- **DATASET EXTRACT**:
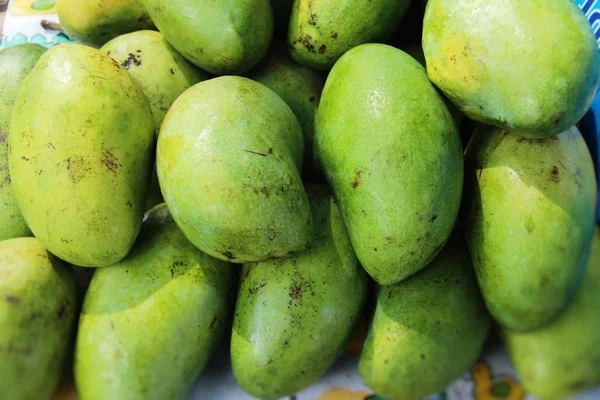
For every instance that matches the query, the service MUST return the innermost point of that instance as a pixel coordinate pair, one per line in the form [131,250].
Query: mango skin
[427,330]
[161,72]
[561,359]
[15,64]
[95,22]
[528,217]
[416,51]
[519,80]
[294,316]
[180,295]
[228,161]
[37,315]
[321,32]
[223,38]
[300,87]
[81,165]
[390,150]
[282,10]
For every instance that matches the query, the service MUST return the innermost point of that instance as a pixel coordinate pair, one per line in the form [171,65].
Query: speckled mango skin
[282,10]
[228,161]
[293,316]
[562,358]
[427,330]
[390,150]
[15,64]
[222,37]
[37,314]
[95,22]
[81,163]
[300,87]
[528,217]
[161,72]
[150,322]
[321,31]
[537,80]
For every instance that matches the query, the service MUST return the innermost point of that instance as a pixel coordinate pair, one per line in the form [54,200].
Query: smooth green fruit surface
[390,150]
[293,316]
[150,322]
[38,306]
[162,73]
[221,37]
[536,80]
[300,87]
[563,357]
[15,64]
[528,216]
[81,163]
[427,330]
[228,163]
[321,31]
[95,22]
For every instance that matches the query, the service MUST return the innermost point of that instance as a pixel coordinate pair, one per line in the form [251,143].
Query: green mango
[282,10]
[390,150]
[95,22]
[162,73]
[150,322]
[563,358]
[427,330]
[294,316]
[154,197]
[15,64]
[300,87]
[223,38]
[517,79]
[528,216]
[228,162]
[37,315]
[81,163]
[321,32]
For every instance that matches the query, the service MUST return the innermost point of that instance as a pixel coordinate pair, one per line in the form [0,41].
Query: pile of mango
[268,173]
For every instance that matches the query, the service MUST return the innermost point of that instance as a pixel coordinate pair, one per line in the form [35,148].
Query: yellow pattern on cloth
[490,388]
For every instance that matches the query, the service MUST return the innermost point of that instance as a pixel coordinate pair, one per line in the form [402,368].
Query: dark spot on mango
[12,299]
[295,291]
[306,41]
[557,119]
[131,59]
[256,153]
[554,174]
[255,289]
[110,161]
[61,311]
[229,255]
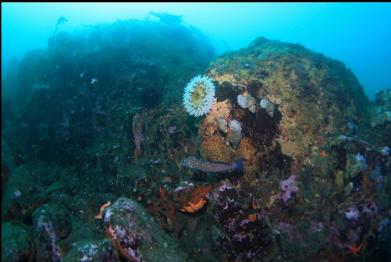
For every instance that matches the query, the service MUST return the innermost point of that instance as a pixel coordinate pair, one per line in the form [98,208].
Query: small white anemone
[199,96]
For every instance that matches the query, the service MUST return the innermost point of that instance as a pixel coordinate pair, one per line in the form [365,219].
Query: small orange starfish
[354,250]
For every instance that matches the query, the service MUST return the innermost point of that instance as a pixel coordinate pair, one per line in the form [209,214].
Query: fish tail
[238,166]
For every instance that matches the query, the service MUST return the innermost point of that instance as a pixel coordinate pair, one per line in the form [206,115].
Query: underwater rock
[223,125]
[15,242]
[288,188]
[268,106]
[244,234]
[246,100]
[315,94]
[235,135]
[92,250]
[137,236]
[51,224]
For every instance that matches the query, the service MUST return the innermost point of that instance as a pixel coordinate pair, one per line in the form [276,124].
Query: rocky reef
[94,136]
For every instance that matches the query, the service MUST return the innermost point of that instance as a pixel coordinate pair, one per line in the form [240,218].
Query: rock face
[15,242]
[315,97]
[51,224]
[137,236]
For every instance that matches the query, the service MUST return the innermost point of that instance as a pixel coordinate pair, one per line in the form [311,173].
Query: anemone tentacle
[199,96]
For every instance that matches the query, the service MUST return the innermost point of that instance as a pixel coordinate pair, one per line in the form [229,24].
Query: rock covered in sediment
[15,242]
[246,100]
[312,94]
[235,135]
[268,106]
[92,250]
[51,224]
[137,236]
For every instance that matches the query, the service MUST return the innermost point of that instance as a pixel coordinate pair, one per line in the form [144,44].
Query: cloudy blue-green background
[356,33]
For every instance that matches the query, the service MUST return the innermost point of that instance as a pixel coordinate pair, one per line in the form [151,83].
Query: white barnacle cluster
[199,96]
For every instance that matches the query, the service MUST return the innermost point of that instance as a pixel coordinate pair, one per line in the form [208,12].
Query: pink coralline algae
[138,134]
[288,188]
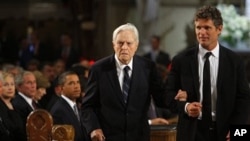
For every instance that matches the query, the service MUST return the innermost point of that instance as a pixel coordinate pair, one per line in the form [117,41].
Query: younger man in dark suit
[65,110]
[214,79]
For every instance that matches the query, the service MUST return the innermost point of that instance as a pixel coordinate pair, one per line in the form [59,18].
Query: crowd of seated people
[38,82]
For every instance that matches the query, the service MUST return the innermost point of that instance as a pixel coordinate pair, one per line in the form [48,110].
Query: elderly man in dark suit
[214,79]
[118,92]
[65,110]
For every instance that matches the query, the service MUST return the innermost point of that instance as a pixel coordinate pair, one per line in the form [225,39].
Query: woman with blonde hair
[11,120]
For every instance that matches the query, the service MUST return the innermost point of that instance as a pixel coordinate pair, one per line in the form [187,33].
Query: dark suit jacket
[162,58]
[232,91]
[11,126]
[103,106]
[22,107]
[62,113]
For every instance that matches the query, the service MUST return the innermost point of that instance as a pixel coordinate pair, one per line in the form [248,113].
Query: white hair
[127,26]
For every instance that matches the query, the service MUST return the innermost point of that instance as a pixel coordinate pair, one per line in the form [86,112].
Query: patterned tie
[126,83]
[152,111]
[34,105]
[76,112]
[206,103]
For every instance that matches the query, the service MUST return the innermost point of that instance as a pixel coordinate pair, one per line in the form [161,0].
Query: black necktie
[34,105]
[206,103]
[126,84]
[152,111]
[76,112]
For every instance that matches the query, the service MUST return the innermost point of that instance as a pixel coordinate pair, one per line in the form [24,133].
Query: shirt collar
[70,102]
[121,66]
[215,51]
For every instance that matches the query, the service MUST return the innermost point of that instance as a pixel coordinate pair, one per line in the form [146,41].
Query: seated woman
[11,128]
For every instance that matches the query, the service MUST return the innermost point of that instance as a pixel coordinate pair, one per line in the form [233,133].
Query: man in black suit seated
[65,110]
[23,102]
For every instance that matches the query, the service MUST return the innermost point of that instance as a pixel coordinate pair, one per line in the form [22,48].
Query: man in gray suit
[117,100]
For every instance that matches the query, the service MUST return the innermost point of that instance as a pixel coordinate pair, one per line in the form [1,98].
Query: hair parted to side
[209,12]
[62,77]
[19,78]
[127,26]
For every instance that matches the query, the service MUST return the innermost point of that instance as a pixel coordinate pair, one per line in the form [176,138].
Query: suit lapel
[195,72]
[113,80]
[67,106]
[221,68]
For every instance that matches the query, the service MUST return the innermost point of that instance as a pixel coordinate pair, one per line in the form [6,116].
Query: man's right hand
[194,109]
[97,135]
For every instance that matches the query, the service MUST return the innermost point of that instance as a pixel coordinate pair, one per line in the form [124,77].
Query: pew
[39,127]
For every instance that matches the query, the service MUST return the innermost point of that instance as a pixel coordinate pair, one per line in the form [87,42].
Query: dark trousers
[206,134]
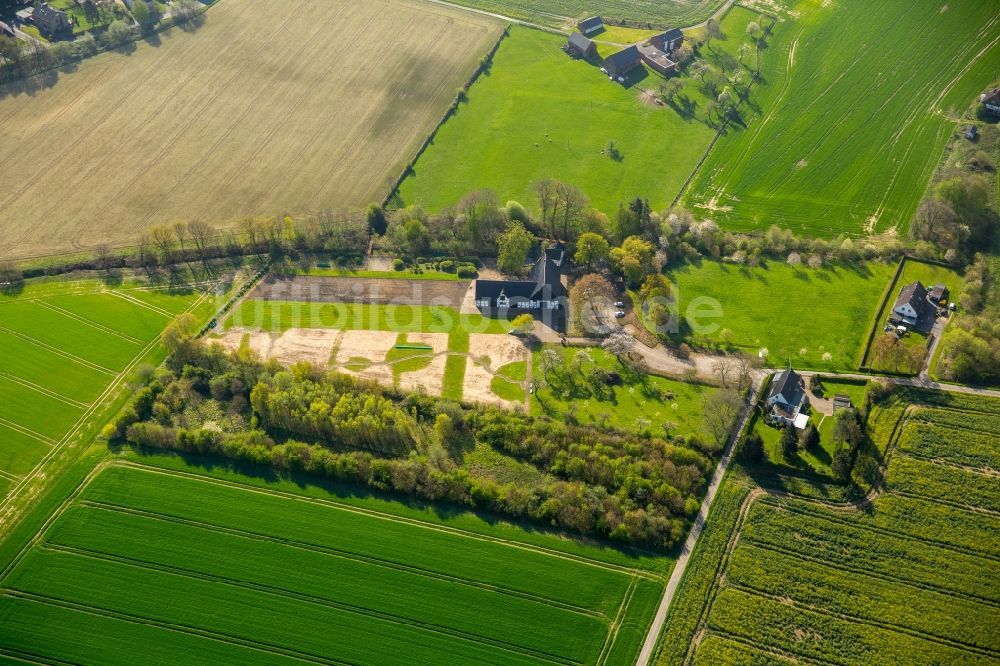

- **REQUIREMENTS**: Could you write out all the rows above again with "most central" substituted for "innermost", changing nothing else and omitting the pictures?

- **COMPLETE ANSWER**:
For every instance that matches the query, the service MUST return the most central point of that instance as a pixel coordinate pair, one per line in the form [131,250].
Query: mango skin
[427,330]
[161,72]
[561,359]
[15,64]
[95,22]
[528,217]
[416,51]
[519,80]
[294,316]
[180,295]
[228,161]
[37,315]
[321,32]
[223,38]
[300,87]
[81,165]
[390,150]
[282,10]
For every instance that matches the query, the service MUST return the most central point of that instance as a pixel coordinate pair, one per line in the form [171,65].
Query: speckled mango skin
[282,10]
[228,161]
[293,316]
[562,358]
[427,330]
[390,150]
[15,64]
[222,37]
[37,314]
[95,22]
[81,163]
[300,87]
[528,217]
[161,72]
[150,322]
[321,31]
[537,80]
For every instance that matches the query, the service MUST return the most central point of that instance as a pixel coordinate pair, one per line in the form [54,200].
Query: smooth green fruit surface
[390,150]
[293,316]
[150,322]
[38,306]
[162,73]
[221,37]
[536,80]
[300,87]
[563,357]
[15,64]
[528,216]
[81,163]
[427,330]
[228,163]
[321,31]
[95,22]
For every instance that matches the query, the service MUST return the most central point of that instance as a pixel coordinate pair, one per line in the form [251,143].
Query: green mango
[282,10]
[390,150]
[95,22]
[162,73]
[150,322]
[563,358]
[427,330]
[294,316]
[154,197]
[15,64]
[300,87]
[223,38]
[517,79]
[528,216]
[228,162]
[37,315]
[81,163]
[321,32]
For every instance that matches the query, the service MUST return the most central point of that instance as a pixel coordinate pair, one per line in the form [0,41].
Query: pile of mango
[268,173]
For every instance that matches the query, the service MUST return the most central point of that instance as a pixel coordinate pair, one per line in the form [35,148].
Query: yellow pattern on cloth
[490,388]
For every instance that matches the query, the service MUST return the most central point of that instance as a pixel coordinate pair, one per line in the form [402,368].
Query: dark spot on mango
[12,299]
[295,291]
[306,41]
[557,119]
[131,59]
[256,153]
[554,174]
[255,289]
[110,161]
[61,311]
[229,255]
For every instance that matches the query, the service MUST return the most central point of that instance as a pixel coordinate pair, one per line in the form [98,208].
Query: small white anemone
[199,96]
For every instance that matches the query, the service MUST return the most central point of that instance as a pixel coordinate pair, one per line in the form [365,219].
Query: small orange starfish
[354,250]
For every instance that matches the query, the service MUST return the most central point of that instance as a pixel coordinate pair, one per line in the form [209,214].
Query: fish tail
[238,166]
For every instance that matches the query, the service MUST return the most central point of that instance as a pixel coordinate pair, one per line in the form [206,115].
Query: underwater rock
[223,125]
[15,242]
[288,188]
[268,106]
[244,234]
[246,100]
[315,94]
[235,135]
[92,250]
[137,236]
[51,224]
For every instance that matches the query, the service MUST return the most central point of that instance as a pixel coordinate pair, one per line in the form [276,124].
Query: rocky reef
[94,136]
For every instance that matches the query, the service MUST return the most central point of that instance as a pixel coordinate pair, one per line in the form [240,218].
Query: rock face
[15,242]
[315,97]
[51,224]
[137,236]
For every instance that matches the query, the service MUST return the most central point of that instance as a pixel coordinate pair, one per line in the form [311,173].
Query: anemone tentacle
[199,96]
For every instance that matches the query, the service MUST return the most central point of that instance as a pixel coordinate pair, one per line in the form [229,24].
Query: rock covered in sediment
[15,242]
[246,100]
[312,94]
[235,135]
[268,106]
[92,250]
[51,224]
[137,236]
For every instance that matches the query, the service MUST return the most central point of that instance as a pixel coordinate pair, one per line in the form [144,44].
Query: cloudy blue-green background
[356,33]
For every instance that matches the query, the service MUST return the most central point of that instance as a pixel coordinate pair, one per line in the form [151,83].
Query: white barnacle cluster
[199,96]
For every instance that matches the query, the service MUST return the most central point of that instance as a pixel coordinate pair, one per line in the form [208,12].
Query: pink coralline algae
[138,134]
[288,188]
For every instance that matches the query, the service MUST return the most central point of that instance as a pixel coordinate pair, one per line in the form [117,41].
Query: younger man in dark suit
[65,110]
[214,79]
For every instance that matches the query, the service MUST return the most central point of that instance as a pixel coordinate pair, one per line in the form [59,18].
Query: crowd of seated people
[38,82]
For every instance that matches the query, the service MUST return the most central point of that instance as a pixel coordinate pair, one per line in the form [48,110].
Query: elderly man in dark suit
[214,79]
[118,92]
[65,110]
For every instance that matches the query, the service MUST return the most central point of that instance as a pixel coordinate pair, one per line in the form [225,39].
Query: woman with blonde hair
[11,120]
For every instance that matches the query, the service MUST return the most central point of that instance as a pixel coordinate pair, one per line in the form [187,33].
Query: dark suit jacket
[162,58]
[232,91]
[11,126]
[103,106]
[22,107]
[62,113]
For every instance that matches the query, the service MUST return the most central point of that instance as a pixel coordinate pair, one per line in the form [248,113].
Query: white hair
[127,26]
For every instance that matches the query, the service MUST return the most central point of that instance as a pixel coordinate pair, one per line in the form [86,112].
Query: patterned tie
[126,83]
[152,111]
[34,105]
[76,112]
[206,103]
For every instance that matches the query, the service MUST return the most central point of that instance as a pixel coordinate pair, one per line in the form [161,0].
Query: black necktie
[34,105]
[206,103]
[126,84]
[152,111]
[76,112]
For every instance that matches the query, the service MUST return the most central point of that instance as a pixel coordinate pair, one per line in the form [24,133].
Query: shirt collar
[70,102]
[121,66]
[215,51]
For every instance that matches the query, the service MUST return the most central point of that instance as a pixel coordinate pair, one per line in the form [146,41].
Query: seated woman
[11,128]
For every instance that matches the query, the service MUST return the most central point of that instance as a pixel coordinate pair, one per line in the form [233,133].
Query: man in black suit seated
[65,110]
[23,102]
For every instance that matches the query, the service MUST return the most central point of that instance as a pixel coordinate pair, one per line in the form [22,48].
Query: man in gray suit
[117,100]
For every instance that matches the query, the service MUST return the most central point of that instance as a pixel coordinate pair, one per line in the form [1,98].
Query: hair parted to side
[209,12]
[62,77]
[19,78]
[127,26]
For every instance that matches the query, the service MUST return the most central point of that instance as a pixel coordinate pair, one per line in the form [176,138].
Query: suit lapel
[195,72]
[113,80]
[67,106]
[221,68]
For every instance that matches the query, the service MUST return the most central point of that instance as a pixel coordinate pair, one per line in the form [6,116].
Query: man's right hand
[194,109]
[97,135]
For every instance that matches the query, the service MUST return the most central point of that instance as a pixel coordinate pair, one per line in the form [124,77].
Query: pew
[39,127]
For every instance that matches the query, the service MUST return the most central point of that instance as a pixel coordinate pair, one per line in the form [87,42].
Query: dark trousers
[206,134]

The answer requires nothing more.